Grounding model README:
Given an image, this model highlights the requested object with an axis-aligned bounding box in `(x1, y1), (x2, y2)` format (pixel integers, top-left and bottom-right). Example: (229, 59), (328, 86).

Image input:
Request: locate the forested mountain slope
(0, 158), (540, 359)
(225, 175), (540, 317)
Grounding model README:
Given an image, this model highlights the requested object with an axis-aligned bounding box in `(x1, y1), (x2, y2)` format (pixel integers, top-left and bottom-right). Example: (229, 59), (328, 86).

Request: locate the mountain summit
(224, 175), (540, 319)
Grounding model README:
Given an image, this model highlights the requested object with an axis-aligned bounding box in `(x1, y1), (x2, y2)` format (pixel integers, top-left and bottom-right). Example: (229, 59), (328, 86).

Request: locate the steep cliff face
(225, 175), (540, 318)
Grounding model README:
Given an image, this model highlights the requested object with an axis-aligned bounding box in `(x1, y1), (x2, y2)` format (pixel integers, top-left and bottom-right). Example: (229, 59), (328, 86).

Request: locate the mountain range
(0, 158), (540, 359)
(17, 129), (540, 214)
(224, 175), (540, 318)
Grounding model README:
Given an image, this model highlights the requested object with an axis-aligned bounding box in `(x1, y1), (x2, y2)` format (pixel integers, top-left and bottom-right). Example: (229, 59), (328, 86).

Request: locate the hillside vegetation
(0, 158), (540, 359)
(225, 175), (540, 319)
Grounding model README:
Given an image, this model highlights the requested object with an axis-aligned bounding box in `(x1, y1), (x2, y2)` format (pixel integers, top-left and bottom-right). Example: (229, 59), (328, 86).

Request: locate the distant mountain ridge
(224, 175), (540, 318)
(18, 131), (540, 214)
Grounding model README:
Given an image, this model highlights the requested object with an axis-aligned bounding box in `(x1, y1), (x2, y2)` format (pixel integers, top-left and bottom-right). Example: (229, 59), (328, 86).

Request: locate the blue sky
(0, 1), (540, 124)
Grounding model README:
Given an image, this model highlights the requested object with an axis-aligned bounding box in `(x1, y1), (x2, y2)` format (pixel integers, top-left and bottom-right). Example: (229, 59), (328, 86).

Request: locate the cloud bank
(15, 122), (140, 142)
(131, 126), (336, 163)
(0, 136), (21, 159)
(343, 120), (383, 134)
.....
### EXERCISE REQUIREMENTS
Can you update the data above so that every "locate" becomes "find", with everything else left unchanged?

### SOLUTION TO THE PROBLEM
Grounding model README:
Given an image, this model highlights the requested object with an axis-aligned bounding box in `(x1, y1), (x2, y2)` format (pixel integers, top-left and bottom-right). Example: (229, 59), (328, 86).

Image input:
Request: find the forested mountain slope
(0, 158), (540, 359)
(225, 175), (540, 317)
Grounding model README:
Given an image, this model highlights the requested object with an axis-aligned bounding box in `(x1, y1), (x2, y2)` format (pixel integers, top-left and bottom-right). Example: (229, 59), (328, 86).

Request: find the mountain summit
(224, 175), (540, 319)
Grounding model README:
Given an image, this model highlights the requested object with an axis-aligned bounding box in `(x1, y1), (x2, y2)` format (pixel integers, top-left and bottom-right). Example: (229, 59), (328, 86).

Request: find the steep cliff face
(225, 175), (540, 318)
Grounding model README:
Given an image, this model highlights the requested object with an axis-aligned bounding box in `(x1, y1), (x2, y2)` format (pixel integers, top-left and bottom-right). Example: (229, 59), (328, 86).

Request: find the mountain range
(0, 158), (540, 359)
(17, 129), (540, 214)
(224, 175), (540, 318)
Grounding model README:
Given an image, this model highlights the requested object with an axis-aligned bounding box in `(x1, y1), (x2, y2)` format (pixel integers, top-left and bottom-right). Example: (229, 59), (328, 86).

Request: find the hillside vegetation
(0, 158), (540, 359)
(225, 175), (540, 319)
Grounding model README:
Given an image, this model highlights the requested object with an axis-aligned bounding box in `(x1, y1), (x2, y2)` format (pixel integers, top-left and bottom-right). Example: (229, 59), (328, 86).

Request: find the distant mountain ridge
(224, 175), (540, 318)
(18, 131), (540, 214)
Grounding model README:
Given an image, this model highlights the requested object with an axis-aligned bounding box in `(x1, y1), (x2, y2)` format (pixel integers, top-left and bottom-right). Example: (229, 59), (328, 86).

Request: find the blue sky
(0, 1), (540, 124)
Grounding model README:
Given an image, this model highlights the requested object with an axis-aligned bounding box in `(x1, y1), (x2, y2)` format (pixel integers, top-left and bottom-right). Example: (229, 59), (328, 86).

Request: find the cloud bank
(15, 122), (140, 142)
(131, 126), (336, 163)
(0, 136), (21, 159)
(343, 120), (383, 134)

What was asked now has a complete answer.